— Task prompt —
Note how many lines in these entries contain "television", and reply with that number alone.
######
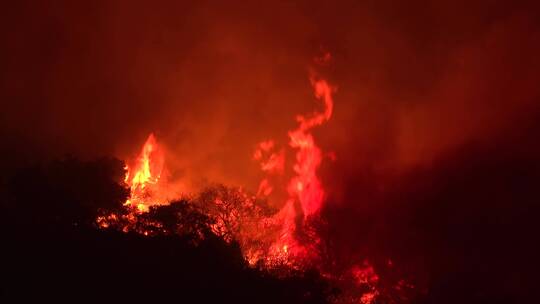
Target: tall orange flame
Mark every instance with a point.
(144, 176)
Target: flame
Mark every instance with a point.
(286, 238)
(144, 177)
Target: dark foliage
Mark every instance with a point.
(53, 251)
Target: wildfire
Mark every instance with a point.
(144, 176)
(283, 238)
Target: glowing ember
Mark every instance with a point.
(144, 176)
(271, 239)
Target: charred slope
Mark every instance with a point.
(53, 251)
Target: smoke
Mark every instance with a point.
(419, 84)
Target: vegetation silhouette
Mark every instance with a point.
(54, 251)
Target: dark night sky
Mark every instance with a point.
(435, 125)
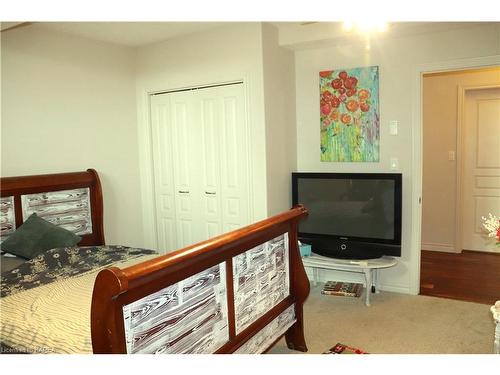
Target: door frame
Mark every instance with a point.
(417, 151)
(462, 92)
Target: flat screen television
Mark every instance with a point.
(351, 215)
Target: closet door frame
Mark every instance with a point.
(147, 171)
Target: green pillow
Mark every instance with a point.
(37, 235)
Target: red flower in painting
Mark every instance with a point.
(335, 102)
(327, 95)
(364, 107)
(351, 92)
(326, 109)
(337, 83)
(352, 105)
(345, 118)
(334, 115)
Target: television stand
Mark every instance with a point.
(369, 267)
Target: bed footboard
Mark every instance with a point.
(235, 293)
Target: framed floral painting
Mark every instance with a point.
(350, 115)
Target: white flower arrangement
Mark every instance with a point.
(492, 226)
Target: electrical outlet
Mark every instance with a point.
(394, 163)
(393, 127)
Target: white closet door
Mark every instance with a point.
(185, 147)
(234, 158)
(211, 217)
(201, 166)
(164, 188)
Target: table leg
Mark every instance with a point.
(315, 276)
(368, 279)
(375, 288)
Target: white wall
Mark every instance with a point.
(68, 104)
(440, 116)
(397, 59)
(232, 52)
(281, 141)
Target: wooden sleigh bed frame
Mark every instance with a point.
(236, 293)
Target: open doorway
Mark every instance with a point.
(460, 183)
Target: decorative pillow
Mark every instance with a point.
(37, 235)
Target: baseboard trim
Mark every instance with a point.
(438, 247)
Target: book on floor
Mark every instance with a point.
(340, 288)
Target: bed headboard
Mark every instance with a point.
(70, 200)
(235, 293)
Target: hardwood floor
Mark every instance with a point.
(469, 276)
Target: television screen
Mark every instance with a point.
(351, 215)
(348, 207)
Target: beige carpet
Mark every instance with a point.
(395, 324)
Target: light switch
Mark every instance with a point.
(393, 127)
(394, 163)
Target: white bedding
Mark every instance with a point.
(53, 318)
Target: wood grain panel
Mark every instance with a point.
(269, 334)
(261, 280)
(7, 217)
(69, 209)
(187, 317)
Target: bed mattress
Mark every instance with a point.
(54, 317)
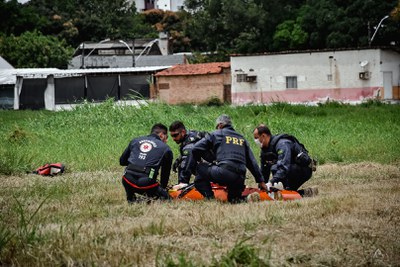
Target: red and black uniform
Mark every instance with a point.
(145, 157)
(233, 155)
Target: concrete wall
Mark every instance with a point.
(320, 76)
(193, 89)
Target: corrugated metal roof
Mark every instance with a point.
(11, 74)
(195, 69)
(288, 52)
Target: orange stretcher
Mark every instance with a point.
(220, 192)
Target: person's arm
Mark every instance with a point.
(166, 168)
(202, 147)
(123, 160)
(186, 165)
(252, 165)
(284, 151)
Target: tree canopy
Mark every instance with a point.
(219, 27)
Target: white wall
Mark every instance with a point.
(312, 70)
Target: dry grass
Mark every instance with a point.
(85, 220)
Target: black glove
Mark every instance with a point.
(176, 165)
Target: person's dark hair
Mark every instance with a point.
(176, 125)
(159, 128)
(263, 129)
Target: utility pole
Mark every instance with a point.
(83, 56)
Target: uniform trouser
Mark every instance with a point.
(143, 186)
(296, 176)
(211, 173)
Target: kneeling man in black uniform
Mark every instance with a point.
(232, 157)
(144, 157)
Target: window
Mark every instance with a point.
######
— Exercise result —
3